▶ **Stated problem**: Rewrite everything in the listing below from the line containing "Q: Find one point on every instance of the gold envelope" down to the line containing "(1043, 729)", both ends included, keeping each request line as it is and multiplying every answer coordinate by 1.2, rounded to the nearest whole number with halves rounded up. Leave the pictures out.

▶ **Task material**:
###
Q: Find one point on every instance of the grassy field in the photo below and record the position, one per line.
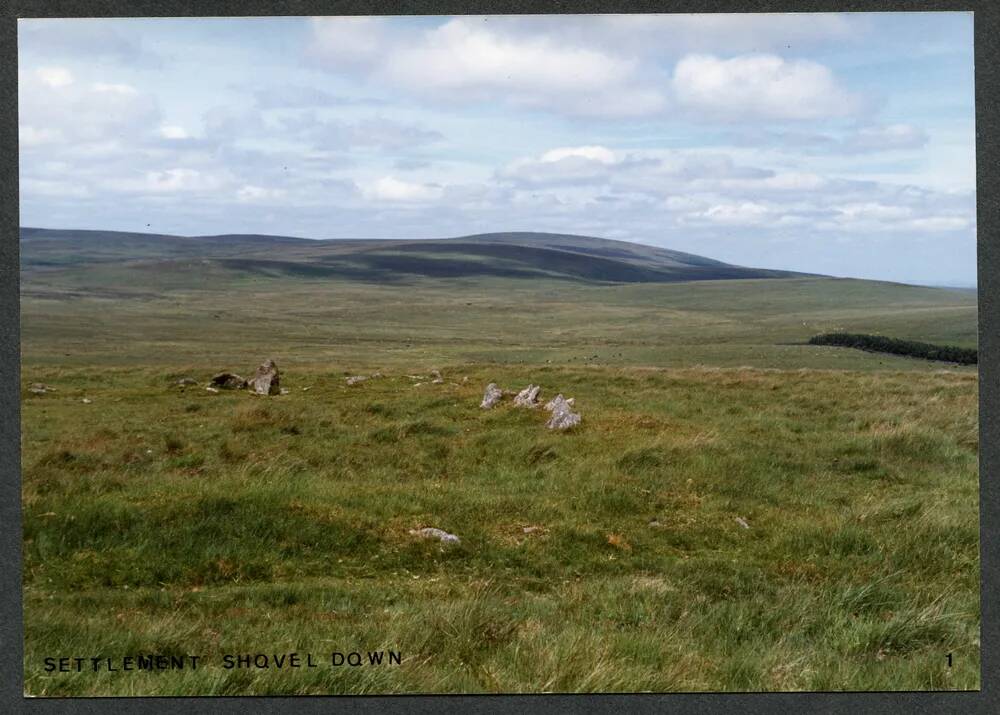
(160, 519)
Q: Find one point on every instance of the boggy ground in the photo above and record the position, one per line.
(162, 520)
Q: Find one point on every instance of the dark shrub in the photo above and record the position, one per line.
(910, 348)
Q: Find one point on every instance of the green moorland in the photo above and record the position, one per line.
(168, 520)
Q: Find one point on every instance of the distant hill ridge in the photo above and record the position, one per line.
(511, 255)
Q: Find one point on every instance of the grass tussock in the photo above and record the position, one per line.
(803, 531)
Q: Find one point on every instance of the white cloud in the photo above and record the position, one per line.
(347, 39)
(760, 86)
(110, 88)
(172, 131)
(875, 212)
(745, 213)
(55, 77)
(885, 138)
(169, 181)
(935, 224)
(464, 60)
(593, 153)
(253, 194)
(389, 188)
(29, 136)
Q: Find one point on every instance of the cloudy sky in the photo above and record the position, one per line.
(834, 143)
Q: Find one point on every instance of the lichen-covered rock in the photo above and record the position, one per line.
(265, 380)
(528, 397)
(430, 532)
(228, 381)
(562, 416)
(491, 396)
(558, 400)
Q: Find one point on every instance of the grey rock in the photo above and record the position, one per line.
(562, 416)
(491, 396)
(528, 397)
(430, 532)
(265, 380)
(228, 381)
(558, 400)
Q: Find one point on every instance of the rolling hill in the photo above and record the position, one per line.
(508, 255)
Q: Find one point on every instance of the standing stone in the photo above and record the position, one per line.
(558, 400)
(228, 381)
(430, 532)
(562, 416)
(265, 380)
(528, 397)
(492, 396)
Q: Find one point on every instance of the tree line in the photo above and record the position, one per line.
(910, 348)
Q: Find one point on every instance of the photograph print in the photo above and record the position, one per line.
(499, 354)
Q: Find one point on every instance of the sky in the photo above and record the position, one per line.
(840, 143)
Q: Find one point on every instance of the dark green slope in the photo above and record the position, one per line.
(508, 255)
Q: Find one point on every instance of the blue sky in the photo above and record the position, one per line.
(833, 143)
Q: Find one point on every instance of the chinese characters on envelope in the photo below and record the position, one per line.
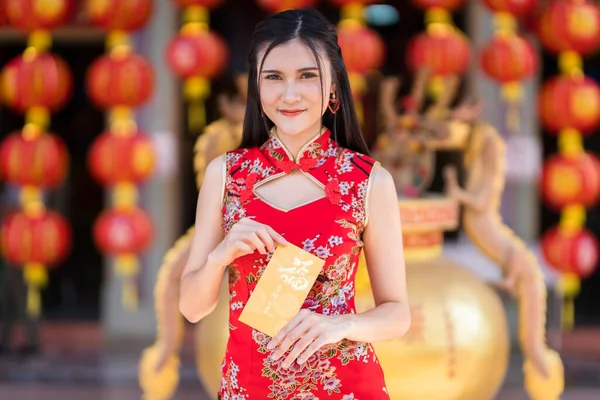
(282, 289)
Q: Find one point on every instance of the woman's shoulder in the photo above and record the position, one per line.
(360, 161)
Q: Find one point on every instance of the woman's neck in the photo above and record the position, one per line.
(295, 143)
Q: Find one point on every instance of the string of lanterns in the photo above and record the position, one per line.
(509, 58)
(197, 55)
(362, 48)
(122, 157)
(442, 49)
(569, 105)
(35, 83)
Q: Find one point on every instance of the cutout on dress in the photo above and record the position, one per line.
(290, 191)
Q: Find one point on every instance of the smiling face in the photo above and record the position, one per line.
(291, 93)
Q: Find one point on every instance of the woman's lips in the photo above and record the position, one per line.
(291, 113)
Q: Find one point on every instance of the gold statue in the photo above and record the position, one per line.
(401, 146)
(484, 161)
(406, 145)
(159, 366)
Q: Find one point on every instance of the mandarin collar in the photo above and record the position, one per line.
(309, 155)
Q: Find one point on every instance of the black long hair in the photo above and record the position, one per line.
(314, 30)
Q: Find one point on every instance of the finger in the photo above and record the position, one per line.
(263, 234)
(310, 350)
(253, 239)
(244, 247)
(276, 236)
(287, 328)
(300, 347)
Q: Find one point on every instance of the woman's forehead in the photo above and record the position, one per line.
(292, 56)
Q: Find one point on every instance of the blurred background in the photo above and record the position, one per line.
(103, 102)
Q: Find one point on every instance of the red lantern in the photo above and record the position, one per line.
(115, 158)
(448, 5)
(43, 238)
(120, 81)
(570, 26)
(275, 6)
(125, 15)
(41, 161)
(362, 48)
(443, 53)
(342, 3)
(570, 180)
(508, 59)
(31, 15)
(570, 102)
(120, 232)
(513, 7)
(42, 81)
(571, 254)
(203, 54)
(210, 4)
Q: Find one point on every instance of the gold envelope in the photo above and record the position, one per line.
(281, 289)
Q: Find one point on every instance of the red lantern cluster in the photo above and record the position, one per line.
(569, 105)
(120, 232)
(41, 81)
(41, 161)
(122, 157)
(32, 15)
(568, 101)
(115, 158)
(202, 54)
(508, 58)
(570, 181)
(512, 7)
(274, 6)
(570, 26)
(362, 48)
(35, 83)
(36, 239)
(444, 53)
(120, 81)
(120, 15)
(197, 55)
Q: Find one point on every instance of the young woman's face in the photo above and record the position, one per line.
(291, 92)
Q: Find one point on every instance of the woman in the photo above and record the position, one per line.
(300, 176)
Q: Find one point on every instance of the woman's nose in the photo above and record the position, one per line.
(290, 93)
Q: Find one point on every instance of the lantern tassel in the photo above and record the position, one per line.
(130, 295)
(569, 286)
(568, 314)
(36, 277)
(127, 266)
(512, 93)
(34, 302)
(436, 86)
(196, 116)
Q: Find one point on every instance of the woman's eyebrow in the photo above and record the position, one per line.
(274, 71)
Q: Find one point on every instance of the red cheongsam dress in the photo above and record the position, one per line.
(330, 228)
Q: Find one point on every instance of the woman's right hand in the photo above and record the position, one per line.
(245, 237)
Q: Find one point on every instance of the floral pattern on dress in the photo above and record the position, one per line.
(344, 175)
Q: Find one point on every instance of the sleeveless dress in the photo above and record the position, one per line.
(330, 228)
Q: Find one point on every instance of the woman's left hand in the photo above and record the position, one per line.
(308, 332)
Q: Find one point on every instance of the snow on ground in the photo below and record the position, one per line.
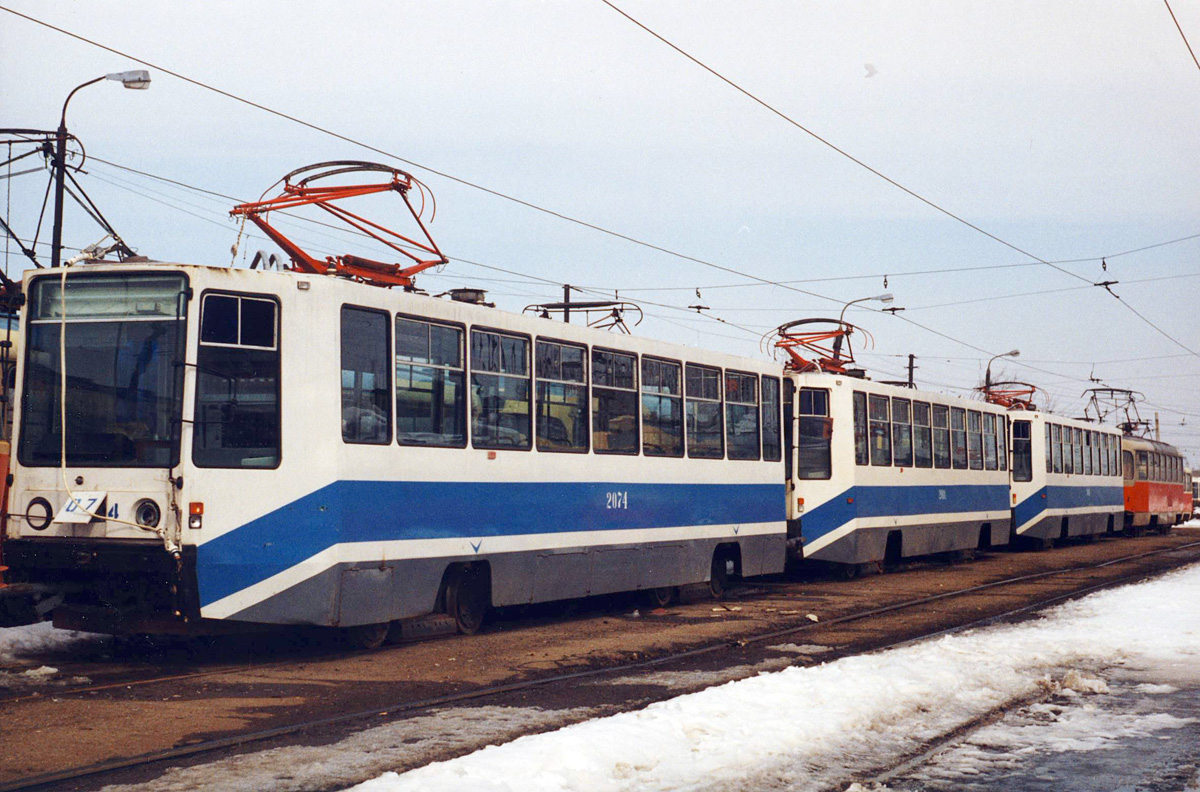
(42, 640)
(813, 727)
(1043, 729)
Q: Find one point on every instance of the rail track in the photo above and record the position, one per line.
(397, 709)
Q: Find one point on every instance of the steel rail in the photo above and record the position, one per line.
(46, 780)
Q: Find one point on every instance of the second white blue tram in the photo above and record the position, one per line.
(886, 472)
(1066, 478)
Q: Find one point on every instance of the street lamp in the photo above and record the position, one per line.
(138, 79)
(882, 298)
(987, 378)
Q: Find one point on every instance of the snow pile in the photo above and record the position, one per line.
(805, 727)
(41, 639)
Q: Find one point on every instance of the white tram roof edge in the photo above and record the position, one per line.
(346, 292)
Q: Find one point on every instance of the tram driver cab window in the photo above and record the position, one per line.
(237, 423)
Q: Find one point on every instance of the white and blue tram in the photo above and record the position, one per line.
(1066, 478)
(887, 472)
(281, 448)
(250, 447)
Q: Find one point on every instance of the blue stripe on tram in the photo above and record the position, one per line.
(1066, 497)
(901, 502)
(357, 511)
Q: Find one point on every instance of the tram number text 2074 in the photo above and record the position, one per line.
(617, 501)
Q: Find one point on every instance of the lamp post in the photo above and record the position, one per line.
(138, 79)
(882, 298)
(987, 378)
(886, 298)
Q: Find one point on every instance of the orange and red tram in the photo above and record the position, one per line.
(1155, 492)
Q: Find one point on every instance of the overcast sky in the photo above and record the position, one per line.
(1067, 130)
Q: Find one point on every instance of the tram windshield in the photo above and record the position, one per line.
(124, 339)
###
▶ **Problem solution**:
Q: Find one point on every instance of the gold envelope in the photo above and record the position, one per line.
(337, 347)
Q: Find one point on every instance of the red lantern cluster in the photo above and record the position, one per line.
(683, 126)
(144, 278)
(49, 97)
(49, 193)
(146, 188)
(38, 18)
(682, 121)
(138, 190)
(242, 65)
(610, 70)
(684, 217)
(614, 8)
(329, 7)
(684, 31)
(434, 58)
(42, 100)
(43, 287)
(533, 64)
(144, 97)
(144, 18)
(236, 66)
Q: Find one point on every instance of the young woman's face in the photo above and record the position, one per line.
(349, 110)
Q: Find one point on every instance of the woman in the photo above and record the position, one per line.
(360, 211)
Q: Find one point on every instance of the woman's nose in the photo above and record the position, one per line.
(348, 112)
Q: Find one point on every instance of the lantern tassel in the photo above and record the position, one per line.
(156, 354)
(683, 343)
(682, 377)
(43, 332)
(152, 319)
(614, 112)
(41, 362)
(523, 103)
(235, 139)
Q: Find one point on every instance of the woman's eyebrow in the photo above and record the position, one per line.
(329, 85)
Q: Find one point on every instance of the red cheongsam dress in the photo above and record the position, one per line.
(396, 274)
Q: Find one point on every instance of the woman's right hand in the photo above and record the position, one per line.
(294, 284)
Q: Find one point on every instance of the floral pattern on dress in the photo above and record the position, one per line.
(413, 210)
Q: Find one point on every instance of the sleeveless dress in the photo above and record the position, one per line.
(396, 274)
Q: Find one point on every instance of the woman's left hand in the photo above and record the position, one per line.
(370, 398)
Q: Find one point on every instance of the snow on ground in the photo below and record the position, one per line.
(50, 768)
(976, 872)
(1252, 875)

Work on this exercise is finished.